→ **TASK DATA**
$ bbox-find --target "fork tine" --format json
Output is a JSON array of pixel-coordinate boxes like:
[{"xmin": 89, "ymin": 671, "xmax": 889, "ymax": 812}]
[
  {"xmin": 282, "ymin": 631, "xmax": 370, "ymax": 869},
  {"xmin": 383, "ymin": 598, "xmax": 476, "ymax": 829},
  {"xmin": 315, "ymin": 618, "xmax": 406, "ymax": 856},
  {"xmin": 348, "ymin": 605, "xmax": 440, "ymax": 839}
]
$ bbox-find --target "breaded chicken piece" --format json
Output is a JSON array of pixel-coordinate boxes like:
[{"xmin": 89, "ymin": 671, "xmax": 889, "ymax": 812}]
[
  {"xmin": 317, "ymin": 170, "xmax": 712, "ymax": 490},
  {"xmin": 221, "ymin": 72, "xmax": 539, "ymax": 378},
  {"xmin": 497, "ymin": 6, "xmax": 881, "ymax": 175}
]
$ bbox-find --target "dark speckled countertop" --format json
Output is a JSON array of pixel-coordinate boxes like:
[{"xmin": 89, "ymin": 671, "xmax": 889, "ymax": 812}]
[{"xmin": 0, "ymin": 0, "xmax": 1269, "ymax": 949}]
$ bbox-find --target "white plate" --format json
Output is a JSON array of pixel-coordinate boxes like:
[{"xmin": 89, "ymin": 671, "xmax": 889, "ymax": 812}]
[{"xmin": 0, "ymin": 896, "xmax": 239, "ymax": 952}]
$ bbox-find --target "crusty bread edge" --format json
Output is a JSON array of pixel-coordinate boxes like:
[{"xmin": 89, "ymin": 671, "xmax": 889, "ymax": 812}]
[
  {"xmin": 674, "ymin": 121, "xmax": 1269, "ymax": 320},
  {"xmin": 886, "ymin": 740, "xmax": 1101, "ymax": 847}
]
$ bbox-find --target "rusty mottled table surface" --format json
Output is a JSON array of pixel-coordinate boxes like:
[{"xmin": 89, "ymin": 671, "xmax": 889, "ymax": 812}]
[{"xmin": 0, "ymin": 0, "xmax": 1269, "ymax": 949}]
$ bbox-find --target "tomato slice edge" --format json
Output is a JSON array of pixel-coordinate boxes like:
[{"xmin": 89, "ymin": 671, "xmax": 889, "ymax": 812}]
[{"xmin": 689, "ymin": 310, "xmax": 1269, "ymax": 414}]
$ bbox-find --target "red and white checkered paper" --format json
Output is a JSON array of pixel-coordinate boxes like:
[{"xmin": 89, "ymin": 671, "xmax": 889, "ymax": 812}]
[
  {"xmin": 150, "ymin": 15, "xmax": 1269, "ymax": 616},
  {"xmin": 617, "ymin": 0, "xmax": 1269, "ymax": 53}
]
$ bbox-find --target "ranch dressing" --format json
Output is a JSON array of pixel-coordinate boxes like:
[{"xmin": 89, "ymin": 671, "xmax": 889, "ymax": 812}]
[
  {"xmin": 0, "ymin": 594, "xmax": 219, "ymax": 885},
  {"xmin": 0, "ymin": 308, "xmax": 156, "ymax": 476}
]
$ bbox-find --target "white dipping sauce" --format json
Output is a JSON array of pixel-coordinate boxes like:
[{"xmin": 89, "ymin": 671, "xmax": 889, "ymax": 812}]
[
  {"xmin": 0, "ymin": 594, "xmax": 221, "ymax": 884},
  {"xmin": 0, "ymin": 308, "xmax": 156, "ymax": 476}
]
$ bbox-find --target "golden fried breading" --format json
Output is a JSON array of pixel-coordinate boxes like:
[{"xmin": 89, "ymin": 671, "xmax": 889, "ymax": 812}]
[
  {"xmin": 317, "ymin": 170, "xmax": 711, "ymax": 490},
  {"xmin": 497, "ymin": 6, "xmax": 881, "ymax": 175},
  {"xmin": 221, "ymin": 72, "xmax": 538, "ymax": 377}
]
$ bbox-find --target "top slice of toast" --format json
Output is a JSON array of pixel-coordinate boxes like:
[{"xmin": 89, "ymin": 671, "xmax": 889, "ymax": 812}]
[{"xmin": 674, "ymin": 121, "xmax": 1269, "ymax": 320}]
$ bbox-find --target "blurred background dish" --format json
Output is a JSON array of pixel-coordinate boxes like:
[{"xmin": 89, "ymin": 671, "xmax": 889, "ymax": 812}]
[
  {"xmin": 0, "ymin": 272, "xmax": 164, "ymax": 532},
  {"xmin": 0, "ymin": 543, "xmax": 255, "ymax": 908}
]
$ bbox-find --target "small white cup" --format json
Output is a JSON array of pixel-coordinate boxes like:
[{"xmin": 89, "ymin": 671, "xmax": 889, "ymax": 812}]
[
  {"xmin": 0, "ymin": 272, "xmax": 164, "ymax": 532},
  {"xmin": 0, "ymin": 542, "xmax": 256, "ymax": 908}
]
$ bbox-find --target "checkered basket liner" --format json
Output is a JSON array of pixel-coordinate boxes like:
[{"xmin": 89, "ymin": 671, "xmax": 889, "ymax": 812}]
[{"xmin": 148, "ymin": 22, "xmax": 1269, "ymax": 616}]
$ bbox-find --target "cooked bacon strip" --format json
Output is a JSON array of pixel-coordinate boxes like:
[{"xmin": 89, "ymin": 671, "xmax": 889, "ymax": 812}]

→ **TASK INSTRUCTIONS**
How many of the lines above contain the word "white" with its case matched? Reply with the number alone.

→ **RESPONSE**
4